(Extract provided):
::::::::
# Buying a Used 2006 Speedster S20



## nismosr

just need an advice from Scott owners - i'm looking into getting my first Road Bike. is it worth getting this bike used ? 

thank you


----------



## majura

I've got a 2007 S20, my mate has the 2006 model. Full 105 gruppo, WH-550 wheels- really can't go wrong for your first bike. As long as you get the right size you'll be set.

I opted for the S20 instead of an S10 because of colour and for what I wanted out of a road bike, 105 was perfect (mostly ride MTB but like using the road for training and to mix things up). Cost really wasn't the matter - work in a bike shop - but as a first bike, it's got all that you could need.


----------



## nismosr

Do you know where I can get the full spec of the 2006 S20? like what size is the handle bar, FD size , seat post size. I try to search the internet but I can't find one even the Scoot website.


----------



## scolmena

http://www.scottusa.com/

I have an '05 S1 that I bough winter of '06 and have had 1500 carefree miles on it. I have only had to do one tune up. I keep it clean and well lubed and it has been one helluva steed. I ride on some pretty unforgiving roads in the burbs of nyc and it is a solid yet forgiving ride. The most important thing is that it fits perfectly. I got a 52", am around 5'7" 165 lbs. Good luck with the decision.


----------



## nismosr

After scouring the whole entire country for leftover Scott Speedster s20 finally found one and hr away from where I live. My appointment is this Monday for fitting. The bike does not come with pedals, I opted for the Crank Brothers Egg Beater MXR. what do you guys think about the pedals. and also MTB shoes on a road bike ?


----------



## scolmena

My riding partner and I used mtb shoes and road with them for years without any problems. In fact, it was easier to walk around during pit stops than with road shoes. When I got my new bike though, I went with road shoes. What ever you feel comfortable in.
::::::::
(Point labeling listing)
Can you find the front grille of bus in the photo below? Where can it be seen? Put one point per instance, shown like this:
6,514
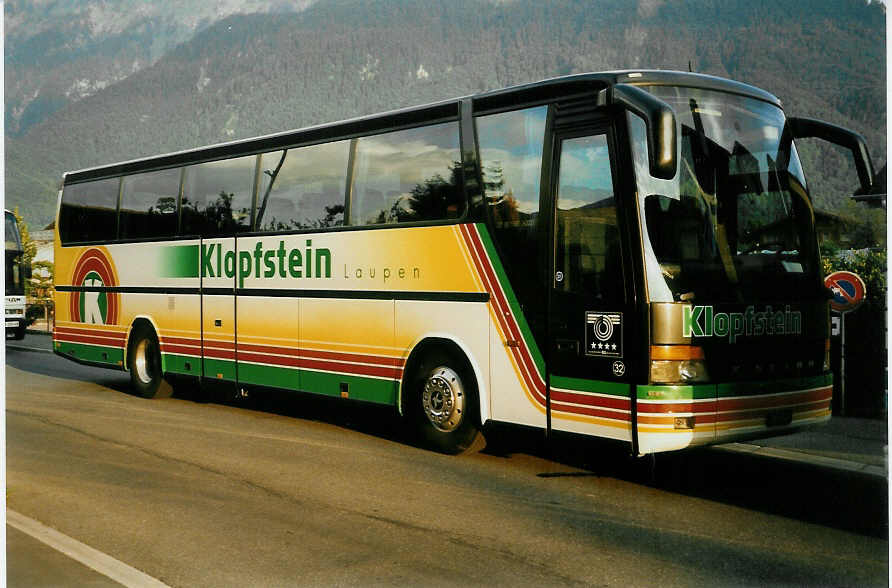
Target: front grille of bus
765,362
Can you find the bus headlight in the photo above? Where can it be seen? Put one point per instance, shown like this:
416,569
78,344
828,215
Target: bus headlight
677,364
688,371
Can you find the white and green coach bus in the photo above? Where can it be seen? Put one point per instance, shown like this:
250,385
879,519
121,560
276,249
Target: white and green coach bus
628,255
::::::::
(Goal of the exercise): From the forum thread on the used Speedster S20, extract the passage between "just need an" and "you could need.", inclusive. The listing has no connection to the forum thread about the used 2006 Speedster S20.

(Exercise result):
just need an advice from Scott owners - i'm looking into getting my first Road Bike. is it worth getting this bike used ? 

thank you


----------



## majura

I've got a 2007 S20, my mate has the 2006 model. Full 105 gruppo, WH-550 wheels- really can't go wrong for your first bike. As long as you get the right size you'll be set.

I opted for the S20 instead of an S10 because of colour and for what I wanted out of a road bike, 105 was perfect (mostly ride MTB but like using the road for training and to mix things up). Cost really wasn't the matter - work in a bike shop - but as a first bike, it's got all that you could need.